## Exercise
Write out the records that appear below, verbatim and complete, but without pictures.

>>

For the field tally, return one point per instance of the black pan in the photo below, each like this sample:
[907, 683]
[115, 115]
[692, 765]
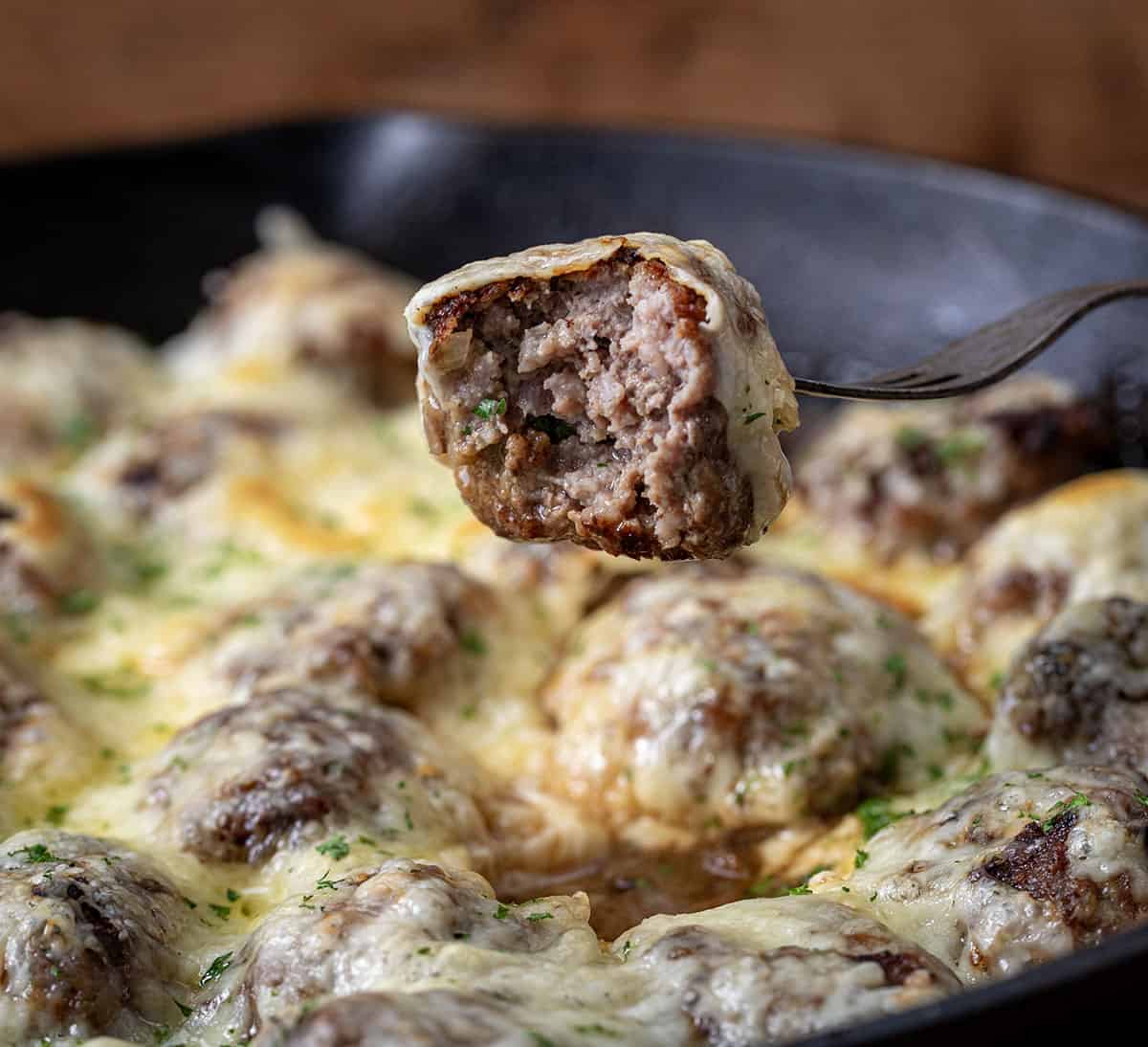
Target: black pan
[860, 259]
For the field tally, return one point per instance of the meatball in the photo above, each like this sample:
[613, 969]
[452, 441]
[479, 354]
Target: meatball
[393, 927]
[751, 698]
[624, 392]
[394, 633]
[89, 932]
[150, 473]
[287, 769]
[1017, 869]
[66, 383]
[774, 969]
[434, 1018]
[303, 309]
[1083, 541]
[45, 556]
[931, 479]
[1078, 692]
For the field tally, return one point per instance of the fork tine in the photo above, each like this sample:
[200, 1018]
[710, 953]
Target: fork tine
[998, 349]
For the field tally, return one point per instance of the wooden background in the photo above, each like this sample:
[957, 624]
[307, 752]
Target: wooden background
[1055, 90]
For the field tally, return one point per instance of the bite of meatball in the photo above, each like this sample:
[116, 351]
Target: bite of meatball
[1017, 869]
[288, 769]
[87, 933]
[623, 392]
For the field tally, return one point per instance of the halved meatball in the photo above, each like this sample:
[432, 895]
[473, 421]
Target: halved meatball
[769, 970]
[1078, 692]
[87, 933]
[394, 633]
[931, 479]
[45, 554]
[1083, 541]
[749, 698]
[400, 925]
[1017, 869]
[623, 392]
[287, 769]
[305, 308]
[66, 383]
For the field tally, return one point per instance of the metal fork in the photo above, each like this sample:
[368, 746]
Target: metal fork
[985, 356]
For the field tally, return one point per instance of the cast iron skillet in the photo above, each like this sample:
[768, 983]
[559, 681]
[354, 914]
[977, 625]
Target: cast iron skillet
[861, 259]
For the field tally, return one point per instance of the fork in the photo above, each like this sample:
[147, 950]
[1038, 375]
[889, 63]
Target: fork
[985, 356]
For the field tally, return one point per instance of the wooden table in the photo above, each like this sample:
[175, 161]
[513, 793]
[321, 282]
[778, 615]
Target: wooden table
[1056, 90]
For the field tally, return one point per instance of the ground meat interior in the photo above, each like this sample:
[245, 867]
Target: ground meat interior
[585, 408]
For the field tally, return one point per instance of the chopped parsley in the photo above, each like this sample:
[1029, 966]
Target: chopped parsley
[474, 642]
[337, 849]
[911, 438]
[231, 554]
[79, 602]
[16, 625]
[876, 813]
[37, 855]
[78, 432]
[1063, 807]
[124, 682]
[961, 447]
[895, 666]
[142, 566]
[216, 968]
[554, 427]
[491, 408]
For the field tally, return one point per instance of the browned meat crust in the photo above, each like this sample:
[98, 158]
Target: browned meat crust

<<

## Solution to this task
For the field tally, return one point per instance of the black pan in the photo below, each like this sample:
[907, 683]
[115, 115]
[692, 765]
Target: black pan
[860, 259]
For the field tally, return one point per instance of the meatball in the photo above, each like this sample:
[613, 969]
[452, 441]
[479, 354]
Target: meatball
[393, 927]
[751, 698]
[624, 392]
[394, 633]
[89, 932]
[150, 473]
[287, 769]
[1017, 869]
[66, 383]
[774, 969]
[434, 1018]
[303, 309]
[1083, 541]
[45, 556]
[931, 479]
[1078, 692]
For the field tally, return one point per instance of the fork tine in the photo above, each like this sample:
[200, 1018]
[710, 953]
Target: fork tine
[998, 349]
For the field tally, return one point per instance of the wooden background in the photo above, each like this sample:
[957, 624]
[307, 752]
Target: wooden background
[1055, 90]
For the field tally, return one point per instance of the bite of meatball in the photo above, each like this sample:
[116, 351]
Target: bite of meatball
[1017, 869]
[288, 769]
[87, 933]
[623, 392]
For the field tally, return one point per instance of the halved meatball in the photo above, each like this sample:
[432, 895]
[473, 421]
Target: halved meatball
[769, 970]
[1078, 692]
[87, 933]
[394, 633]
[931, 479]
[45, 554]
[1083, 541]
[749, 698]
[400, 925]
[1017, 869]
[623, 392]
[287, 769]
[305, 308]
[66, 383]
For the field tally, return one point per instance of the metal fork in the photo above, each like this sample:
[368, 746]
Target: metal fork
[985, 356]
For the field tally, return one point per instance of the cast iron skillet in the photo above, each like this sample:
[768, 983]
[559, 681]
[354, 914]
[977, 625]
Target: cast iron skillet
[861, 259]
For the field tally, return one point per instance of the fork in the photo above, each like this sample:
[147, 950]
[1038, 375]
[889, 63]
Target: fork
[985, 356]
For the field tally, return one point per instance of the wooden table in the photo above, each like this sample:
[175, 161]
[513, 793]
[321, 282]
[778, 615]
Target: wooden table
[1056, 90]
For the field tally, return one point per instance of the ground meat interior in the photo above, each like this sample:
[245, 867]
Target: ground meat interior
[585, 408]
For the field tally, return one point per instance of the chopped parsley in the photo above, each like this sample:
[1029, 966]
Target: chopped parsley
[474, 642]
[337, 849]
[911, 438]
[231, 554]
[79, 602]
[16, 625]
[876, 813]
[37, 855]
[78, 432]
[1063, 807]
[124, 682]
[961, 447]
[895, 666]
[142, 566]
[216, 968]
[554, 427]
[491, 408]
For the field tally, return one point per instance of the browned meat crust in the photo above, each like this sample:
[98, 158]
Target: browned meat crust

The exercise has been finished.